[Entries supplied — start]

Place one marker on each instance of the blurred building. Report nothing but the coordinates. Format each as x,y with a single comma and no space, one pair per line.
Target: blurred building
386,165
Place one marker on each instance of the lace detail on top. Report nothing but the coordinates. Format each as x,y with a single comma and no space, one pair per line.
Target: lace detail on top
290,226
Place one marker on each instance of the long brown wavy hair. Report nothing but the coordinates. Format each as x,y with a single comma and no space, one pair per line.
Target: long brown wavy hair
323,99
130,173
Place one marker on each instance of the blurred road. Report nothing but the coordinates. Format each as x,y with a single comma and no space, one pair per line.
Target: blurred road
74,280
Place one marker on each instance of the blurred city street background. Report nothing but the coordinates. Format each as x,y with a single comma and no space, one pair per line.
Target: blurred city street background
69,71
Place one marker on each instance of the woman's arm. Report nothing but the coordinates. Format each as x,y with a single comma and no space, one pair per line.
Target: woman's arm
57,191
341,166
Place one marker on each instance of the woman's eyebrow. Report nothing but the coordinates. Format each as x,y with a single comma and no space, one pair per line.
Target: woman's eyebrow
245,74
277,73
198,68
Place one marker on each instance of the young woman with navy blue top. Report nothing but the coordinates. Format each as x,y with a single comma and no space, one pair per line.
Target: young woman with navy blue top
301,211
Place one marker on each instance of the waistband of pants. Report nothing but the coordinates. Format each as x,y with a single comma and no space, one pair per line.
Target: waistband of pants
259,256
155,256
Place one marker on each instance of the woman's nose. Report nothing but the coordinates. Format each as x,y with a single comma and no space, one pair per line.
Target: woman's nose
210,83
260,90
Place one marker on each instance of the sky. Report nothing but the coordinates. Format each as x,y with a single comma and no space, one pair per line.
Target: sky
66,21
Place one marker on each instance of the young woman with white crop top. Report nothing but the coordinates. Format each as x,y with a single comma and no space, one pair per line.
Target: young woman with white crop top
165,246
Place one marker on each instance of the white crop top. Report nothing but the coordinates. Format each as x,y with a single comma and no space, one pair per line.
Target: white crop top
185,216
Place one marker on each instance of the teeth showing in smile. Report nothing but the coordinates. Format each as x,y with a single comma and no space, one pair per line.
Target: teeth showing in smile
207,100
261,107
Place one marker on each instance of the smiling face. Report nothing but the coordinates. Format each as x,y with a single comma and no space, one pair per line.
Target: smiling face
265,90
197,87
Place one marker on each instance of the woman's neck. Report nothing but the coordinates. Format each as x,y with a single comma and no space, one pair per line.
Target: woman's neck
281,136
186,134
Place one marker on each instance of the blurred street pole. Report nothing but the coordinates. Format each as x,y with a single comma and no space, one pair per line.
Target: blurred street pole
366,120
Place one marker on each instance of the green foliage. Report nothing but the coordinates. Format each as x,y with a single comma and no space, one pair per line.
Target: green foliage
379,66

[Entries supplied — finish]

Exercise: A faithful copy of every record is required; output it in full.

Expected answer:
Place one marker on each instance of the blurred building. Report nothing but the coordinates. Format each as x,y with a single comma and no space, one pair per line.
Target: blurred building
386,165
Place one marker on each instance of the lace detail on top. Report nothing but the coordinates. Format each as x,y with a single comma and no space, one pair per line.
Target: lace detail on top
290,226
Place one marker on each instance of the long brown wavy hair. Report nothing but the coordinates. Format each as x,y with a single comma and no space, one pair per line.
Target: long brown wavy hair
323,99
130,173
Place one marker on each instance of the blurred road. Report nothing but the coordinates. Format each as x,y with a single comma and no space, one pair per line.
Target: blurred road
74,280
Place one marker on each instance of the blurred city street background. Report nothing but the coordinates. Format each as x,y with a single comma and no space, one pair per line.
Target: blurred city street background
69,71
Place one marker on each instance of the woman's arm. Report nothing but the coordinates. Format each as x,y with a single comma and no space, one pair per line.
Target: woman's arm
57,191
341,166
Place one marker on each instance of the woman's eyebrow. Report nothing but the coordinates. Format each as x,y with a single comma and no space, one pair per line.
Target: woman's eyebrow
245,74
277,73
198,68
Place one marker on each instance of the young woman with navy blue top. Report nothing but the coordinates. Format each as x,y with a single comma and no space, one pair per line.
Target: young woman with navy blue top
301,211
Place one marker on each instance of the waistband of pants. Report nothing but the coordinates. Format each as x,y with a single comma and no space, one pair per line.
Target: waistband of pants
259,256
155,256
Place one marker on each instance of the woman's nose. Report nothing but the coordinates. Format each as x,y with a single comma and no space, one pair per line.
Target: woman's nose
210,83
260,90
Place one marker on each instance of the sky. Report nothing but the coordinates. Format each as x,y with a single comma and no space, one pair per line.
Target: sky
66,21
Place one marker on each instance of the young woman with white crop top. Report nothing but the coordinates. Format each as x,y with a single comma and no space, one pair per line.
Target: young woman with white crop top
165,246
Place one marker on each instance of the white crop top. Report nothing but the coordinates. Format each as x,y with a single comma and no space, one pair per line.
Target: white crop top
185,216
Place one marker on each instance of the teeth showing in smile. Report nothing but the coordinates. Format each as x,y with a single comma and no space, one pair per line.
Target: teeth showing in smile
207,100
261,107
Place one marker on each instance of the smiling face. Report nothing but the coordinates. Format each as x,y with a single comma and no space, one pair per line.
Target: smiling face
265,90
197,87
Place one marker on each instance of the woman's neck. Report nothing but the coordinates. Format each as x,y with a single comma and no space, one pair per line.
Target: woman's neck
281,136
186,134
Place one marker on each instance of the blurred street pole. Report nothing but the coordinates. Format each as x,y with a single comma and no space, one pair per line.
Target: blurred street pole
366,120
Place one marker on each instance of the green foliage. Report nothing but the coordinates. Format each as x,y with a single comma and no space, one pair per line.
Target: green foliage
379,66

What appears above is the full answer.